What you will do — Pull out every line of the listing below that contains the string "building", treating uppercase and lowercase as different.

Source material —
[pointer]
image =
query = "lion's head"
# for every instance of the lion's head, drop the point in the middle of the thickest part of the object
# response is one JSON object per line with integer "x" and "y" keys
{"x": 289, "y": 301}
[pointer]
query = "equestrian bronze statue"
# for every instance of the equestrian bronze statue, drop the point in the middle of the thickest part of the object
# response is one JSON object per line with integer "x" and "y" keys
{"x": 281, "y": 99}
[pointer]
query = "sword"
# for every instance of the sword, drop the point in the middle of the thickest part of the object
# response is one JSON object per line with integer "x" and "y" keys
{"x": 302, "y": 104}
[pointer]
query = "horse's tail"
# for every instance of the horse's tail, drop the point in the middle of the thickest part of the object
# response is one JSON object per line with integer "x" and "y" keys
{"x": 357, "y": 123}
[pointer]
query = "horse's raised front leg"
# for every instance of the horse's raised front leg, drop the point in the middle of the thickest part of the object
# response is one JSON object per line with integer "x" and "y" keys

* * *

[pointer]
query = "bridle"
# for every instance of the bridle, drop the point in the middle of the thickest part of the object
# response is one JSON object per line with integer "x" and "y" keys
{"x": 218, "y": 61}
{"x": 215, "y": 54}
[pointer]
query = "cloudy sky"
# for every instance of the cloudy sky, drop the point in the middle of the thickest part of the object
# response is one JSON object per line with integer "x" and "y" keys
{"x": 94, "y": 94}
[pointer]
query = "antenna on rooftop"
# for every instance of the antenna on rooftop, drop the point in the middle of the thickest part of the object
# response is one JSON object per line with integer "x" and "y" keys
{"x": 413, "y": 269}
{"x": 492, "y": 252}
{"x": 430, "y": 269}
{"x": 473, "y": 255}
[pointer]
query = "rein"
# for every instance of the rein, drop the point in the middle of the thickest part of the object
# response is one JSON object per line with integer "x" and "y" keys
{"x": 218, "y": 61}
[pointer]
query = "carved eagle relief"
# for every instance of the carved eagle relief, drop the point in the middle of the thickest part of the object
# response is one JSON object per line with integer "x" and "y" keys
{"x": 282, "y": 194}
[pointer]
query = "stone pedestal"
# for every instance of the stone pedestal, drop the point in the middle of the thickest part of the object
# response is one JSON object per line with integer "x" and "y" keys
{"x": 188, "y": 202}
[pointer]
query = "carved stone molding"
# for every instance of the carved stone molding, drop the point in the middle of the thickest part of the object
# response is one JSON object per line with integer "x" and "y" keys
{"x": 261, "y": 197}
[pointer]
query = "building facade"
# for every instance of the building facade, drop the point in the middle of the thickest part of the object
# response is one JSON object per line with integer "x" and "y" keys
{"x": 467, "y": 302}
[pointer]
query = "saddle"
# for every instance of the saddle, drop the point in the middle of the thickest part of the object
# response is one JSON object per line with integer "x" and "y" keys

* * *

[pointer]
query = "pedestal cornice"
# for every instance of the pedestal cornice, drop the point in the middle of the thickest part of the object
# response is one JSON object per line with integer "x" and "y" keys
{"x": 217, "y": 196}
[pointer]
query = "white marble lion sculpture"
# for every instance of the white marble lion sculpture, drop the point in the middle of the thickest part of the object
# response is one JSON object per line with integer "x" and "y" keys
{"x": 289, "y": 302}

Solution for this task —
query = "building facade"
# for every instance of the building facade, drop the point in the middle of the thickest part of the object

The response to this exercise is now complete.